* [DATA LINES]
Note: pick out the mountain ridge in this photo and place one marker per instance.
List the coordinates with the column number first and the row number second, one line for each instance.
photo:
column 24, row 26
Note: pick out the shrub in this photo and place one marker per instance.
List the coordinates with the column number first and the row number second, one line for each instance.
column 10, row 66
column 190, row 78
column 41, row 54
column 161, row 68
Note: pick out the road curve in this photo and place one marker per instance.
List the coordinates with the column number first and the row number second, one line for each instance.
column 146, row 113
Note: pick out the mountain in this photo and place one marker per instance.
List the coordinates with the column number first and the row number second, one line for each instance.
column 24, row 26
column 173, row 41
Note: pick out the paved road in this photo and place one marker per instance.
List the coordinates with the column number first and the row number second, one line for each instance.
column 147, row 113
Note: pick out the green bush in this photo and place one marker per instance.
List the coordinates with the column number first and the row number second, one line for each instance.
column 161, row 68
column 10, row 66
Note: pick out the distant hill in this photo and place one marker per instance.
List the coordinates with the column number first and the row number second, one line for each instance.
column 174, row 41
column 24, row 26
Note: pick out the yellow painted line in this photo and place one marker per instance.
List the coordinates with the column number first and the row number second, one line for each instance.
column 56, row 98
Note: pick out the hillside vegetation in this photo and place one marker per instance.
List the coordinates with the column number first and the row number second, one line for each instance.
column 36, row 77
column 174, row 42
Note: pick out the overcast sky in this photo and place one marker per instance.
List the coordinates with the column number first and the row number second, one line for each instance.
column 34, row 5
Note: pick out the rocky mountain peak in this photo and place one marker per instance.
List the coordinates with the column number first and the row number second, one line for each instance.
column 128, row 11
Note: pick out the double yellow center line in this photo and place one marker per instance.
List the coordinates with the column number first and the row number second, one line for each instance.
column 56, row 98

* [INSTRUCTIONS TO FOLLOW] Could you rewrite every item above with "one marker per instance" changed to "a single marker on each instance" and nothing else altered?

* [TASK RESPONSE]
Note: pick out the mountain ridge in this photo and place a single marker on each instance.
List the coordinates with the column number first and the row number second, one line for each instance.
photo:
column 24, row 26
Note: pick out the shrub in this photo and place a single marker on each instance.
List the coordinates with the column number first and the row number second, one line for each instance.
column 10, row 66
column 190, row 78
column 41, row 54
column 161, row 68
Note: pick out the road curve in this photo and place a single marker on each instance.
List the coordinates with the column number first and the row number second, one line for each instance.
column 146, row 113
Note: pick out the mountain in this photo and place a single marker on each instance.
List the coordinates with the column number first and the row number second, one line for each instance.
column 24, row 26
column 173, row 41
Note: pick out the paved road in this photo and place a single marker on each instance.
List the coordinates with the column number first and the row number second, one line for each instance.
column 147, row 113
Note: pick out the green bush in this photo and place a single marker on each instance.
List the coordinates with the column number first and the row number second, one line for each instance.
column 161, row 68
column 10, row 66
Note: pick out the distant hill in this photo and place a single marker on each instance.
List the coordinates with the column number first and the row number second, one line for each instance.
column 174, row 41
column 24, row 26
Note: pick out the yellow painted line in this photo and place a single marker on each instance.
List the coordinates with the column number first and the row number second, one line for each instance.
column 56, row 98
Note: pick out the hillside vegetation in this photo and place a single marker on each instance.
List the coordinates with the column number first and the row number second, one line for each instance.
column 36, row 77
column 174, row 42
Note: pick out the overcast sky in this photo and place a single marker on each instance.
List the coordinates with the column number first and the row number second, one line for each instance.
column 34, row 5
Note: pick out the rocky mountain peak in this photo and place a single marker on each instance.
List the coordinates with the column number first and the row number second, one line for each instance.
column 128, row 11
Note: pick out the double yellow center line in this photo and place a single marker on each instance.
List the coordinates with the column number first and the row number second, one line for each instance.
column 56, row 98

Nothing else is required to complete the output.